*** Block opens ***

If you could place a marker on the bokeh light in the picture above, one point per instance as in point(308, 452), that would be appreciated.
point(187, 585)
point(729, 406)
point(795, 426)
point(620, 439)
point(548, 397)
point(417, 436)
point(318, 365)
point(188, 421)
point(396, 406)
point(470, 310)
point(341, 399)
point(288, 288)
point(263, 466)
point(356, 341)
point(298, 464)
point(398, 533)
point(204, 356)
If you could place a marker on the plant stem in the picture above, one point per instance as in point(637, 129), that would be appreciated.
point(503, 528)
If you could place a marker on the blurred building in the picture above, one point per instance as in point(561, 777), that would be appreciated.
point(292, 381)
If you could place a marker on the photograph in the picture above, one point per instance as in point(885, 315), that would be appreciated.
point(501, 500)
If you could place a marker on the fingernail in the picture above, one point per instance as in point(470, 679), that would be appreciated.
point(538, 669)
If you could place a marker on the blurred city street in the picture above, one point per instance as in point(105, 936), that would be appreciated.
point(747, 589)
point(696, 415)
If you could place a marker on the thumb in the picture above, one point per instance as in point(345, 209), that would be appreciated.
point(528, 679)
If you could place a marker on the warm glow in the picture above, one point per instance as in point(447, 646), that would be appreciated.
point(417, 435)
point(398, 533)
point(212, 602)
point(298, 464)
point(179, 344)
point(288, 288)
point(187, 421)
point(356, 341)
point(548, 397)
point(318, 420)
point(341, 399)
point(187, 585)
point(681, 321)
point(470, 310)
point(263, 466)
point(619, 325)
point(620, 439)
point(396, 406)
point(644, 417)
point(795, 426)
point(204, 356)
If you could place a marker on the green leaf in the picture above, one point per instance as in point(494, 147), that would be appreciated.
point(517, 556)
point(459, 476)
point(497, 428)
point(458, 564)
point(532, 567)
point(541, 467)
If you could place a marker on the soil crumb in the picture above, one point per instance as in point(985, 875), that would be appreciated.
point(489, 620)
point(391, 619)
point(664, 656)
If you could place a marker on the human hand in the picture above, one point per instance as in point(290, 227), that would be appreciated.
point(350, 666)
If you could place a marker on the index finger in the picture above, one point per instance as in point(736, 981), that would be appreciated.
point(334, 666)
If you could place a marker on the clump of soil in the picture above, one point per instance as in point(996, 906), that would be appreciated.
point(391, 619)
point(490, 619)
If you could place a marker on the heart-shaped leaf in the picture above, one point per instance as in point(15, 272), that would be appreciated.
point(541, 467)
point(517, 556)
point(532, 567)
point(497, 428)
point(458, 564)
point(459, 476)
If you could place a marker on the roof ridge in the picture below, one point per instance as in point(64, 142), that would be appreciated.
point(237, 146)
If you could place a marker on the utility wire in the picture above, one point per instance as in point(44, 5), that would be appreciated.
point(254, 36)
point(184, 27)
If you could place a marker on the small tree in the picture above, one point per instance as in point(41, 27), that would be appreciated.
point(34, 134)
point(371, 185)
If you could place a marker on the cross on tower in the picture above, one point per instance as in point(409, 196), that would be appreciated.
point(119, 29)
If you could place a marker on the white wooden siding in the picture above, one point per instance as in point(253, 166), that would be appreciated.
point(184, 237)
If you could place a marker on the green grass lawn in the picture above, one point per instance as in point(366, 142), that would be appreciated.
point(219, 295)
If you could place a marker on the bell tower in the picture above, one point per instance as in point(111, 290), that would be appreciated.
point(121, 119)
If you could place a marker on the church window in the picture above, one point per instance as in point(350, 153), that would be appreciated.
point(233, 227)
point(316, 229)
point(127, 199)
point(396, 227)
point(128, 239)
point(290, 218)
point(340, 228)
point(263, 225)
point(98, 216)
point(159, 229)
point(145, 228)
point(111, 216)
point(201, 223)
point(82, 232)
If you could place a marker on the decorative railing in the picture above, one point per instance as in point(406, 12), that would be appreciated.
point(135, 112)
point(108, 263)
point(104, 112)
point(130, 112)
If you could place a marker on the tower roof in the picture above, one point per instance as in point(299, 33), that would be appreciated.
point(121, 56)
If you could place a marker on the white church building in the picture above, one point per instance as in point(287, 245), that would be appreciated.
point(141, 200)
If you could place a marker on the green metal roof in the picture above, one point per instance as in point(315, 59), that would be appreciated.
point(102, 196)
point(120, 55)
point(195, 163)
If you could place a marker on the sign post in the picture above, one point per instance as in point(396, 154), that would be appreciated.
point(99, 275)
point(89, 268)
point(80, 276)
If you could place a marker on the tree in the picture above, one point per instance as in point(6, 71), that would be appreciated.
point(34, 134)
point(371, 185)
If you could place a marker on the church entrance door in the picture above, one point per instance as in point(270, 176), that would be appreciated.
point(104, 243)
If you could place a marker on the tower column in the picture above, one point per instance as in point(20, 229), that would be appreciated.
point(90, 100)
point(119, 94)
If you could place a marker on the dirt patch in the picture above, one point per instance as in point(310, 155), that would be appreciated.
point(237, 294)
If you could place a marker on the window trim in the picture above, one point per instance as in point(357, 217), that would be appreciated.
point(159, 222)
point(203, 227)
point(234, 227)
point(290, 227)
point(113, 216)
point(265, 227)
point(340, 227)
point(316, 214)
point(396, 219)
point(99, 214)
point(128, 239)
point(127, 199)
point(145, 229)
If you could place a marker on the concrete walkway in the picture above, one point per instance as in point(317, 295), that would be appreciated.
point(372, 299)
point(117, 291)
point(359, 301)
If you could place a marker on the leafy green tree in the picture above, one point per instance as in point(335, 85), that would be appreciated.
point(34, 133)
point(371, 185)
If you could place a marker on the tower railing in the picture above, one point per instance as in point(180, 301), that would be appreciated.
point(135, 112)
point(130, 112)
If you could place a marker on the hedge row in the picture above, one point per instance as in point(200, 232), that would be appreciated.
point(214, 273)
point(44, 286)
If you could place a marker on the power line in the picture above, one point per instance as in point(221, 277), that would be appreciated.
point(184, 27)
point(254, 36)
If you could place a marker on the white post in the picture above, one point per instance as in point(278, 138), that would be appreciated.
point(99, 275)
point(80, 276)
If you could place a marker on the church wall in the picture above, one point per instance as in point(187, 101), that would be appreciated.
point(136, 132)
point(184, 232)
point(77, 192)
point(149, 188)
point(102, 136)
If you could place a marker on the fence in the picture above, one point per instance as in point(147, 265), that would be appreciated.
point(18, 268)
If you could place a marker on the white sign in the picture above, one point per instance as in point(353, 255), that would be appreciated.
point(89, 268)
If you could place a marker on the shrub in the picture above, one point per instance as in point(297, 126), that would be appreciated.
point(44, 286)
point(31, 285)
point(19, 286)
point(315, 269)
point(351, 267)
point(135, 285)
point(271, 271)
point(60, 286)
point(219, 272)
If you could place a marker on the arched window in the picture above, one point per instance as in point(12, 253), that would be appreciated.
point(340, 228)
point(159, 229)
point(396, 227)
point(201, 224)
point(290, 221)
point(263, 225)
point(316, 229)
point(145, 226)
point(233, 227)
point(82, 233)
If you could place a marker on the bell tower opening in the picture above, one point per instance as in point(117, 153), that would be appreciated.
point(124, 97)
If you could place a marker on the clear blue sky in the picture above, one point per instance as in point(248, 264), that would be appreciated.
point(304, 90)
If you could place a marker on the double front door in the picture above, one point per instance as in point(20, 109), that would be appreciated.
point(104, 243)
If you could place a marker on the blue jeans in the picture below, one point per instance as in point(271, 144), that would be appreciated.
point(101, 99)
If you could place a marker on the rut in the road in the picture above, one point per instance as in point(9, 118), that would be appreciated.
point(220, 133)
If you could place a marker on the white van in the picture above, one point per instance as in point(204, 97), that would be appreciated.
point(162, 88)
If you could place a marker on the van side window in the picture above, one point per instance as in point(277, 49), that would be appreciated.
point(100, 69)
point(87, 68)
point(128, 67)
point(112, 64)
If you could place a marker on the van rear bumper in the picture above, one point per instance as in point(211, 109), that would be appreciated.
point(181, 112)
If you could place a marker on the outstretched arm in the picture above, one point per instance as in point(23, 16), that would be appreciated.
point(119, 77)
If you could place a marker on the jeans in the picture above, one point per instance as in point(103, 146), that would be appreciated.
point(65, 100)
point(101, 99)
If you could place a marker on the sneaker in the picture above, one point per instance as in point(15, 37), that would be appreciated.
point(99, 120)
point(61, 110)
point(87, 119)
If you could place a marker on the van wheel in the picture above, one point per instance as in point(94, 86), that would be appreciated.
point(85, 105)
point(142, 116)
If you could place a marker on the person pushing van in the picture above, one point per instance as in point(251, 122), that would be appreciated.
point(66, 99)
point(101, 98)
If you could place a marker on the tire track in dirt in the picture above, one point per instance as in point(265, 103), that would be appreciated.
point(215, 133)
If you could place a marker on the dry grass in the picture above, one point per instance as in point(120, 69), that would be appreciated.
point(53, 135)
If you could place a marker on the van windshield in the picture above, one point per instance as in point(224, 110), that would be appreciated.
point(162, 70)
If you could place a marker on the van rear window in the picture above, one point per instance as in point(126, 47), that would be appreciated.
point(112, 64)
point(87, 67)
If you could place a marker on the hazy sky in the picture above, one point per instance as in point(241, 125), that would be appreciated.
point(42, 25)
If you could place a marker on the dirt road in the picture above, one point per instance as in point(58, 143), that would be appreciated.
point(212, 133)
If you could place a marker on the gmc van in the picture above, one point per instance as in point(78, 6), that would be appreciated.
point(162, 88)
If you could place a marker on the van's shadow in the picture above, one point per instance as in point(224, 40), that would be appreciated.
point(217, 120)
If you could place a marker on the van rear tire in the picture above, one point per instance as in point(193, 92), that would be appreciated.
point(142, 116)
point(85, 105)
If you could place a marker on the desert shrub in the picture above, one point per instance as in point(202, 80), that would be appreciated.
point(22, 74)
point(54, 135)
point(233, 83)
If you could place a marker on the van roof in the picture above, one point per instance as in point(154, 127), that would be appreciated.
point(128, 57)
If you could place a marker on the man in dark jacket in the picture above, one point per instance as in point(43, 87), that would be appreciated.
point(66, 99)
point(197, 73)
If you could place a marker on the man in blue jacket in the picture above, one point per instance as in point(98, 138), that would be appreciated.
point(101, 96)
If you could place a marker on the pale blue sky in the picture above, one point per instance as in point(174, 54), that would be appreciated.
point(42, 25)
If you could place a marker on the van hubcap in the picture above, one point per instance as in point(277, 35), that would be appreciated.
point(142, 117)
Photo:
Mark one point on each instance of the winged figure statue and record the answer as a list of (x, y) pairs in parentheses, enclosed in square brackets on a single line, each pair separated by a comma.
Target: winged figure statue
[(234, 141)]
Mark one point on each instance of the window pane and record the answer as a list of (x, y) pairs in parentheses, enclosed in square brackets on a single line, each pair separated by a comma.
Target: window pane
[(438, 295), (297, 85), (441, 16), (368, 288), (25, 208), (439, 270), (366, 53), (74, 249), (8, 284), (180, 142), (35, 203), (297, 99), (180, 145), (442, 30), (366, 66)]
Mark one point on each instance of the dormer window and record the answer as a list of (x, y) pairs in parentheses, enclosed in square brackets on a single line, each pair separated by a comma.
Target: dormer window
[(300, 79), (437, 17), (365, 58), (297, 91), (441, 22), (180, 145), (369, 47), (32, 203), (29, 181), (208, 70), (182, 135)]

*** Block closes ***

:: WORK TASK ::
Determine the number of lines in the data that contain "record" as a word or string, and state only that number.

:: SOLUTION FOR THIS EXERCISE ::
3